Please reproduce word for word the part of the MDMA research passage starting with "The study found" and going on through "small sample sizes.".
SELECTED PASSAGE START
Mr Williams says the results of the US research study are very encouraging.

The research trial started in 2004. 20 adult patients were chosen to participate based on their incurable history of PTSD. 12 were given MDMA, 8 were given a placebo.

All 20 then took part in an eight hour psychotherapy session and that process as repeated two months later.

The study found a decrease in PTSD symptoms for 83 per cent of those given MDMA – compared with 25 per cent of those given the placebo.

Since then, there’s been one more completed trial in Switzerland with 12 patients that yielded similar results.

The drawback however is that both trials had very small sample sizes.

Having such a small number of patients makes it harder to find countries – including Australia – to take the trial forward.

There’s also another barrier to bringing it here.

For any more research to be done a qualified psychiatrist must be willing to put their name to it. And according to PRISM no psychiatrist wants the bad reputation of MDMA associated with theirs.

Discovered in 1912 MDMA – or methylene dioxy methyl amphetamine – was first used by therapists in the 1970s to help with couples counselling. But by the 80s it had escaped the clinic and found its way onto the street.

In 1985 MDMA was classified in the strictest Schedule 1 category and criminalised in the US. Australia followed suit, classifying MDMA as a Schedule 9 drug with heroin and LSD. S9 means the drug is thought to have no medical value and a high abuse potential.
SELECTED PASSAGE END
MATERIAL PROVIDED START
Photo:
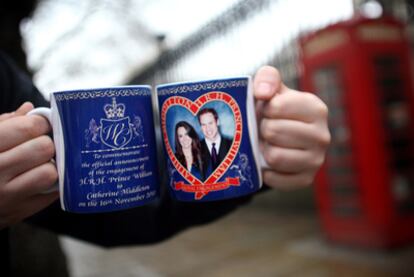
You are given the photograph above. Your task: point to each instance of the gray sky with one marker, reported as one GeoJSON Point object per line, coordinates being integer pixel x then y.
{"type": "Point", "coordinates": [74, 44]}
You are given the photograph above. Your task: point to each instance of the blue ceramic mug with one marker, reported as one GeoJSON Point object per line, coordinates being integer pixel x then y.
{"type": "Point", "coordinates": [210, 138]}
{"type": "Point", "coordinates": [105, 147]}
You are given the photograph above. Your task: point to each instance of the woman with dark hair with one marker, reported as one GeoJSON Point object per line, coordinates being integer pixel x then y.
{"type": "Point", "coordinates": [188, 149]}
MATERIAL PROVIDED END
- ANSWER BOX:
The study found a decrease in PTSD symptoms for 83 per cent of those given MDMA – compared with 25 per cent of those given the placebo.

Since then, there’s been one more completed trial in Switzerland with 12 patients that yielded similar results.

The drawback however is that both trials had very small sample sizes.